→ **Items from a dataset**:
--- START ---

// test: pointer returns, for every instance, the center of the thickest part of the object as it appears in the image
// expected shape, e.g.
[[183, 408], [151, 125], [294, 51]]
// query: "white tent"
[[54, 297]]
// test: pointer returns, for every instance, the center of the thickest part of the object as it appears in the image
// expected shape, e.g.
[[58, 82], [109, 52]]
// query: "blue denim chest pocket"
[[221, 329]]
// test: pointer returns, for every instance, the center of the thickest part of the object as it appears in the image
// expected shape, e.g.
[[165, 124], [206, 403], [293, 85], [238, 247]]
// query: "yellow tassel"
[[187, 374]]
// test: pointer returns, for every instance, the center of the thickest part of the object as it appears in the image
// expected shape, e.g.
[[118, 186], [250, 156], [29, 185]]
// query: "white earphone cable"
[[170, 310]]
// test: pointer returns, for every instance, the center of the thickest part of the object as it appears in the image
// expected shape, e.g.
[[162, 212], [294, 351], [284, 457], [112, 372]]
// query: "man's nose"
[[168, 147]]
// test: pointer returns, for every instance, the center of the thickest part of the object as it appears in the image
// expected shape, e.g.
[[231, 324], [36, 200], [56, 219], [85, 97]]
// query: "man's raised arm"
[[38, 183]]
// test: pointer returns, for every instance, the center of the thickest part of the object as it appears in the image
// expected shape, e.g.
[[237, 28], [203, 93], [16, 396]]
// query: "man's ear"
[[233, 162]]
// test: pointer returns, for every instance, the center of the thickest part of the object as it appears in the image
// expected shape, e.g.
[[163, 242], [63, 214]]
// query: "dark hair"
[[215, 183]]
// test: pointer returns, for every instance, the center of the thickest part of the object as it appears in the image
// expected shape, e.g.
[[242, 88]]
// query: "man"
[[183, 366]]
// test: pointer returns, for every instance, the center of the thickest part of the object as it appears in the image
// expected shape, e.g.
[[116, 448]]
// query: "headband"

--- END ---

→ **Given problem**: Each line of the listing should be copied exactly.

→ **Output**:
// test: pointer returns, for every instance, the center of the thickest part of the object as it appears in the image
// expected shape, e.g.
[[183, 408], [151, 125], [294, 51]]
// query: "white tent"
[[54, 297]]
// test: pointer returns, for every instance, the center of the thickest part of the object as it appears in the image
// expected shape, e.g.
[[58, 82], [109, 52]]
// query: "blue denim chest pocket"
[[221, 329]]
// test: pointer returns, for every instance, the center of the thickest part of the object as it appears in the image
// expected shape, e.g.
[[165, 124], [206, 403], [293, 85], [238, 247]]
// query: "yellow tassel"
[[187, 374]]
// test: pointer returns, for every instance, the center of the thickest part of the object as it appears in the image
// expected shape, e.g.
[[118, 186], [250, 156], [29, 185]]
// query: "white earphone cable"
[[170, 310]]
// test: pointer returns, for every instance, the center of the thickest part of the object as it appears in the image
// expected shape, e.g.
[[162, 212], [294, 351], [284, 457], [112, 372]]
// query: "man's nose"
[[168, 147]]
// test: pointer returns, for every instance, the center of the thickest part of the object as it appears in the image
// expected shape, e.g.
[[231, 324], [36, 200], [56, 219], [85, 97]]
// query: "man's raised arm"
[[38, 183]]
// test: pointer returns, for every instance, the center of the thickest part of the object as it appears in the image
// expected shape, e.g.
[[237, 28], [203, 93], [16, 396]]
// query: "man's ear"
[[233, 162]]
// test: pointer returns, for every instance, the center of the thickest part of the object as it appears in the image
// expected shape, e.g.
[[163, 242], [63, 214]]
// query: "dark hair"
[[215, 183]]
// test: pointer returns, for every instance, the center of the thickest part of the object as it appears in the image
// expected shape, e.g.
[[242, 88]]
// query: "man"
[[183, 366]]
// test: pointer returns, for every instance, the center of the thickest part of the object as it appears in the image
// expected shape, e.g.
[[116, 448]]
// query: "headband"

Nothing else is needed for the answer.